BEGIN

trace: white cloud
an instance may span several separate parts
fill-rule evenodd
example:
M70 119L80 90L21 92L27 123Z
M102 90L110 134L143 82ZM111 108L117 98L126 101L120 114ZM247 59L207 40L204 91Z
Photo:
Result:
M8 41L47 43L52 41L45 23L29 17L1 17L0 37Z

END

Exercise requirements => Please copy the records above line for line, without changing anything.

Solution for this task =>
trace: white cloud
an instance may span several separate parts
fill-rule evenodd
example:
M70 119L80 90L21 92L27 123Z
M102 90L110 134L143 82ZM111 108L117 98L126 101L120 114ZM247 59L207 40L204 91Z
Photo:
Result:
M8 41L47 43L52 41L45 23L29 17L1 17L0 37Z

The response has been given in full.